Document extract:

------------

New Classic Books for Children

New Classic Books for Children

New Classic Books for Children: I'm a huge advocate of the adage, "out with the old and in with the new" especially when it comes to books for kids. You'll never ever find me throwing a book away, as there are so many ways to give back and recycle books that have been read over and over, but there comes a time when your child outgrows a book and is ready to move on.

Here's where a new crop of stories makes their grand entrance and you may find that you like these books even more than your children.

------------

Records provided:
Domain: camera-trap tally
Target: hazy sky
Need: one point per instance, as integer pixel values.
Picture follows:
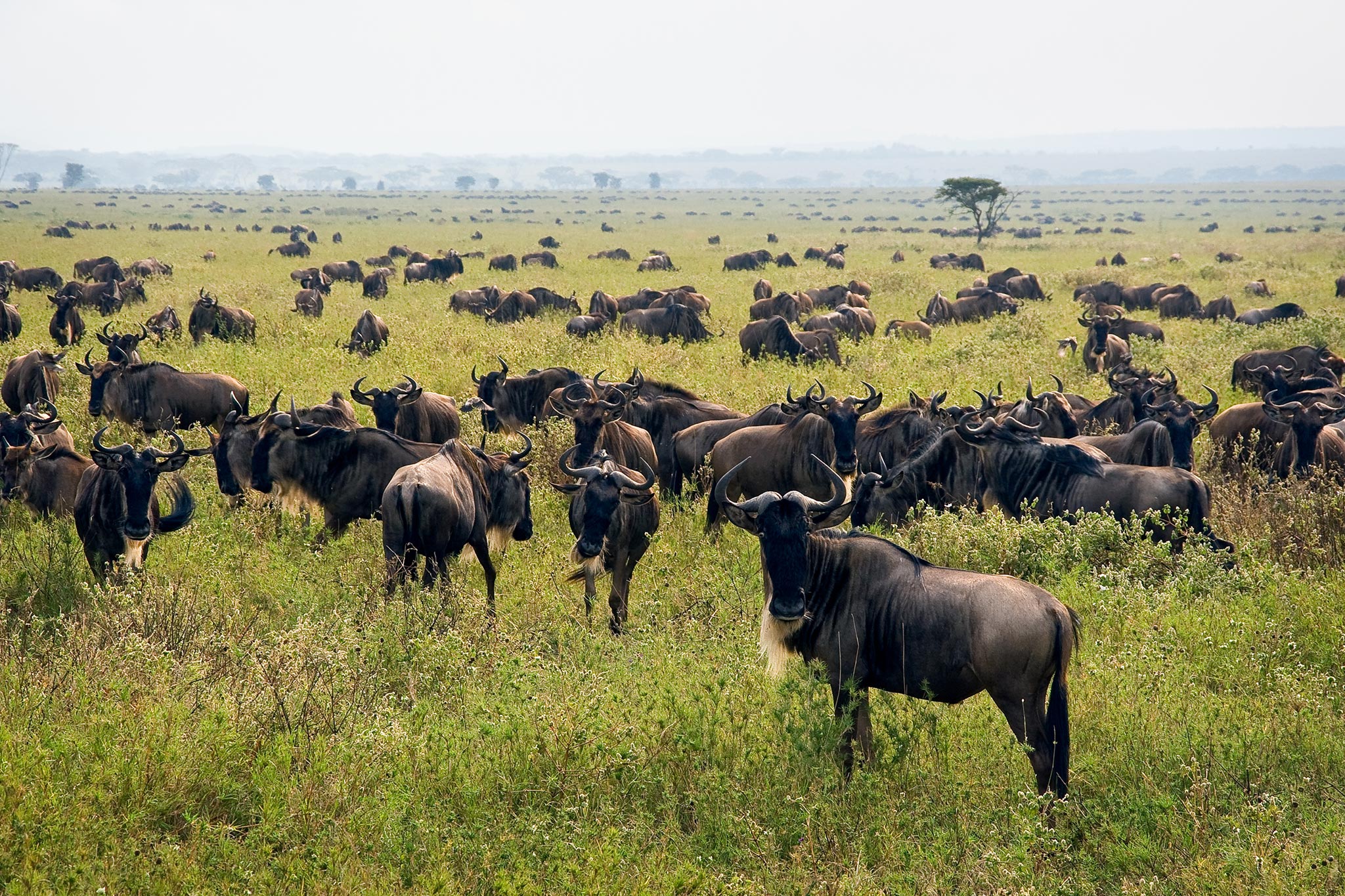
(595, 77)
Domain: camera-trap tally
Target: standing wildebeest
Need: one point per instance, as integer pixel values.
(368, 336)
(116, 508)
(880, 617)
(409, 412)
(66, 326)
(1282, 312)
(222, 322)
(32, 379)
(680, 322)
(164, 323)
(294, 250)
(822, 425)
(33, 278)
(454, 499)
(159, 396)
(343, 472)
(1061, 480)
(349, 272)
(514, 403)
(612, 516)
(545, 259)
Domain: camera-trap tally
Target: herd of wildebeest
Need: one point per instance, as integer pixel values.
(790, 472)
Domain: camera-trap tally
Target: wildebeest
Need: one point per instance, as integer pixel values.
(454, 499)
(164, 323)
(222, 322)
(292, 250)
(1282, 312)
(879, 617)
(33, 278)
(347, 272)
(32, 379)
(159, 396)
(118, 508)
(1060, 480)
(513, 403)
(409, 412)
(545, 259)
(674, 322)
(780, 456)
(66, 326)
(343, 472)
(612, 516)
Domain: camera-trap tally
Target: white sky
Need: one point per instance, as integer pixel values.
(609, 75)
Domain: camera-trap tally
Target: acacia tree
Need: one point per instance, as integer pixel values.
(985, 199)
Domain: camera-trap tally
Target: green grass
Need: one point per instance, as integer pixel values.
(254, 715)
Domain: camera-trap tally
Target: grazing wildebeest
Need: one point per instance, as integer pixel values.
(454, 499)
(513, 403)
(1057, 479)
(822, 425)
(116, 507)
(66, 326)
(343, 472)
(32, 379)
(164, 323)
(33, 278)
(159, 396)
(674, 322)
(545, 259)
(412, 413)
(612, 516)
(222, 322)
(368, 336)
(880, 617)
(347, 272)
(1282, 312)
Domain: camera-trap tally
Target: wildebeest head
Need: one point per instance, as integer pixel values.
(843, 416)
(782, 523)
(1183, 422)
(591, 409)
(386, 403)
(604, 488)
(137, 473)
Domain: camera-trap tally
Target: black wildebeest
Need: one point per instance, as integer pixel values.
(32, 379)
(343, 472)
(454, 499)
(222, 322)
(513, 403)
(880, 617)
(116, 507)
(412, 413)
(822, 426)
(1061, 480)
(1282, 312)
(66, 326)
(612, 516)
(159, 396)
(164, 323)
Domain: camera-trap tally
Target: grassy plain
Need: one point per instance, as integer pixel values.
(252, 715)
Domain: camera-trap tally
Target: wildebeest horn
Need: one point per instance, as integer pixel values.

------------

Exercise: Reproduce the passage on new classic books for children, starting with "New Classic Books for Children: I'm" and going on through "to move on.", and substitute "young readers" for "kids".

Exercise answer:
New Classic Books for Children: I'm a huge advocate of the adage, "out with the old and in with the new" especially when it comes to books for young readers. You'll never ever find me throwing a book away, as there are so many ways to give back and recycle books that have been read over and over, but there comes a time when your child outgrows a book and is ready to move on.